# Spark Structured Streaming with Iceberg: foreachBatch to multiple sinks

- foreachBatch allow caching of the procesing dataframe, to write to multiple sinks without reprocessing
- However, writes to multiple tables are serialized when using 'foreachBatch`, which reduces parallelization and increases overall latency.
- Idempotent table write is recommended
 https://docs.databricks.com/aws/en/structured-streaming/delta-lake#idempotent-table-writes-in-foreachbatch

In [0]:
from schemas import schema, instrument_ref_schema, instrument_error_schema, instrument_risk_schema 
from pyspark.sql.functions import explode, col, from_json, schema_of_json

In [0]:

fin_df = (
    spark.readStream
    .format("pulsar")
    .option("service.url", "pulsar://6.tcp.us-cal-1.ngrok.io:13185")
    .option("topics", "financial-messages")
    .option("startingOffsets", "latest")
    .load()
    .select(from_json(col("value").cast("string"), schema).alias("value"))
    .select("value.*")
)



In [0]:
def write_to_iceberg(batch_df, batch_id):
    print(f"Processing batch_id: {batch_id}")
    
    # Unique application ID for idempotent writes
    app_id = "pulsar-iceberg-streaming-app"
    
    exploded_df = (
        batch_df
            .select(
                col("jobidentifier"),
                col("analysisidentifier"),
                explode(col("data")).alias("data_item")
            )
            .filter(col("data_item.type") == "instrument")
    )

    exploded_df.persist()

    ### Reference table
    spark.sql(f"""
        CREATE TABLE IF NOT EXISTS users.anhhoang_chu.pulsar_instrument_reference ({instrument_ref_schema})
        USING ICEBERG
        """)
    
    ref_df = (
        exploded_df.select(
            col("data_item.instrumentreference.*")

[Your task]
Continue the Spark-to-Iceberg streaming notebook from its last line onward.

[Information provided]
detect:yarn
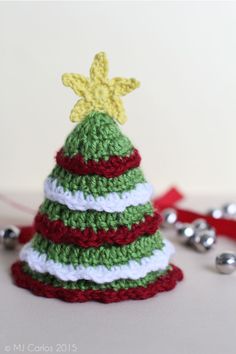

[Solved problem]
        )
    )

    (
        ref_df.write
            .format("iceberg")
            .mode("append")
            .option("txnVersion", batch_id)
            .option("txnAppId", app_id)
            .option("schemaLocation", "/Volumes/users/anhhoang_chu/iceberg/pulsar/ref_schema")
            .saveAsTable("users.anhhoang_chu.pulsar_instrument_reference")
    )
    print(f"Written reference data for batch_id: {batch_id}")

    ### Error table
    spark.sql(f"""
        CREATE TABLE IF NOT EXISTS users.anhhoang_chu.pulsar_instrument_error ({instrument_error_schema})
        USING ICEBERG""")
    
    error_df = (
        exploded_df.withColumn("errors", explode(col("data_item.instrumenterror")))
        .select("errors.*")
    )

    (
        error_df.write
            .format("iceberg")
            .mode("append")
            .option("txnVersion", batch_id)
            .option("txnAppId", app_id)
            .option("schemaLocation", "/Volumes/users/anhhoang_chu/iceberg/pulsar/error_schema")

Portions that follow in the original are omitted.